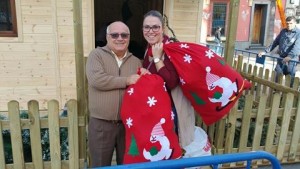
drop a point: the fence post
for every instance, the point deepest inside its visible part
(16, 137)
(35, 134)
(54, 135)
(2, 157)
(73, 134)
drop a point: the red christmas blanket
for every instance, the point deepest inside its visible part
(149, 122)
(211, 85)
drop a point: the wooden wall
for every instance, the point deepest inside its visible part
(40, 63)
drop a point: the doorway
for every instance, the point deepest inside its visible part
(259, 26)
(130, 12)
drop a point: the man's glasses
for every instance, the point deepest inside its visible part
(154, 28)
(116, 35)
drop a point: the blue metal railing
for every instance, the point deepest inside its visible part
(213, 161)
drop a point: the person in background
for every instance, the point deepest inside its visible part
(218, 40)
(156, 62)
(288, 42)
(109, 69)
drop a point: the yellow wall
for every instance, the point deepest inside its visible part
(184, 17)
(40, 63)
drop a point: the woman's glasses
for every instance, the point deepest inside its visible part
(116, 35)
(147, 28)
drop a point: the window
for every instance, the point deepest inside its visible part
(8, 21)
(219, 17)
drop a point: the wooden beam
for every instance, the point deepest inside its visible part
(231, 31)
(79, 59)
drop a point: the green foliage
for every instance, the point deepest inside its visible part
(45, 142)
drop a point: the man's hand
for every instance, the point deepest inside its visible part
(144, 71)
(286, 59)
(132, 79)
(260, 54)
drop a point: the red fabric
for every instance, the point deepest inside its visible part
(206, 80)
(148, 118)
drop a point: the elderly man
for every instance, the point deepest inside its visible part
(288, 42)
(110, 69)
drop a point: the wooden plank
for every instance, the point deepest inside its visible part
(15, 134)
(285, 125)
(25, 123)
(258, 85)
(38, 38)
(26, 47)
(259, 123)
(17, 55)
(47, 165)
(211, 132)
(73, 134)
(244, 133)
(37, 19)
(35, 133)
(272, 122)
(270, 84)
(296, 87)
(231, 129)
(36, 10)
(220, 134)
(2, 156)
(295, 137)
(54, 134)
(36, 3)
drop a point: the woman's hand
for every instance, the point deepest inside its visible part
(157, 50)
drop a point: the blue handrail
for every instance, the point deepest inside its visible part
(214, 161)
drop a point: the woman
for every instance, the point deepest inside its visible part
(156, 62)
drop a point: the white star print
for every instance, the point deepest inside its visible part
(172, 115)
(151, 101)
(184, 46)
(209, 54)
(182, 81)
(187, 58)
(129, 122)
(130, 91)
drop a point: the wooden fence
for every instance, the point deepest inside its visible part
(35, 123)
(266, 118)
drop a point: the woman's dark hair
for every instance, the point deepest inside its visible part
(163, 20)
(155, 14)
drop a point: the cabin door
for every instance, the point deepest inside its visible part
(258, 27)
(131, 12)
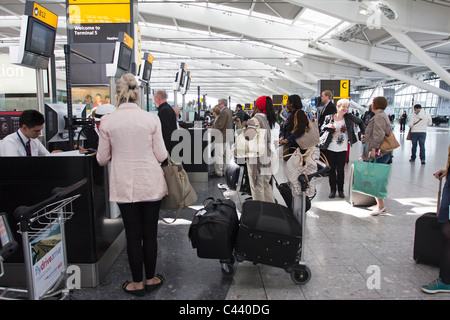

::::

[Exercise objective]
Rewrite all the rows above as a numbered list, skipping any blank lines. Leave the pictures out of your answer.

[Answer to this problem]
1. drop a point: the fence post
2. for every instance, the point deepest inside its visible part
3. (16, 137)
4. (35, 134)
5. (54, 135)
6. (2, 157)
7. (73, 134)
8. drop a point: the red christmas blanket
9. for every instance, the point deepest inside its visible part
10. (149, 122)
11. (211, 85)
12. drop a point: the wooden wall
13. for every instance, the point deepest inside its visible part
14. (40, 63)
15. drop a point: the doorway
16. for every instance, the point deepest inside its visible part
17. (259, 26)
18. (130, 12)
19. drop a point: the man's glasses
20. for every instance, the point deepest inside its visible part
21. (154, 28)
22. (116, 35)
23. drop a point: the blue metal railing
24. for every instance, the point deepest inside its visible part
25. (213, 161)
26. drop a point: the person in background
27. for every instance, the point deepest inside its visible part
28. (218, 40)
29. (156, 62)
30. (288, 42)
31. (109, 69)
32. drop a point: the yellow wall
33. for every instance, the point deepest inside its visible part
34. (184, 17)
35. (40, 63)
36. drop a point: the woman's glasses
37. for every instance, the point deepest inside its visible part
38. (116, 35)
39. (147, 28)
40. drop a point: the window
41. for every instance, the point deepest inside its visible part
42. (8, 21)
43. (219, 17)
44. drop a point: the wooden beam
45. for every instance, the point deepest inside its visible part
46. (231, 31)
47. (79, 59)
48. drop a point: the green foliage
49. for every instance, the point deepest inside its visible part
50. (45, 142)
51. drop a point: the man's hand
52. for every instance, the point deepest inside its visible part
53. (144, 71)
54. (286, 59)
55. (132, 79)
56. (260, 54)
57. drop a point: the red fabric
58. for every instance, the point deepest inside its visible part
59. (206, 80)
60. (148, 118)
61. drop a point: the elderly man
62. for every instance, the point deepest inside its visible part
63. (288, 42)
64. (110, 69)
65. drop a point: the wooden plank
66. for every instance, the point deepest inside its visible part
67. (15, 134)
68. (285, 125)
69. (25, 123)
70. (258, 85)
71. (38, 38)
72. (26, 47)
73. (259, 123)
74. (17, 55)
75. (47, 165)
76. (211, 132)
77. (73, 134)
78. (244, 133)
79. (37, 19)
80. (35, 133)
81. (272, 122)
82. (270, 84)
83. (296, 87)
84. (231, 129)
85. (36, 10)
86. (220, 134)
87. (2, 156)
88. (295, 137)
89. (54, 134)
90. (36, 3)
91. drop a point: the woman's hand
92. for every instance, the point deepest inside its visible part
93. (157, 50)
94. drop a point: the blue handrail
95. for every instance, the point deepest inside its visible part
96. (214, 161)
97. drop a point: the woman
98. for every instance, the point deepest inside its visible part
99. (156, 62)
100. drop a point: the white star print
101. for every instance, the point deepest inside its visible part
102. (172, 115)
103. (151, 101)
104. (184, 46)
105. (209, 54)
106. (182, 81)
107. (187, 58)
108. (129, 122)
109. (130, 91)
110. drop a point: the wooden fence
111. for every instance, the point deepest inside its visible part
112. (35, 123)
113. (266, 118)
114. drop a point: the woman's dark hair
115. for every instance, the point deepest inside its visible part
116. (163, 20)
117. (155, 14)
118. drop a point: the cabin door
119. for every instance, the point deepest inside its visible part
120. (258, 27)
121. (131, 12)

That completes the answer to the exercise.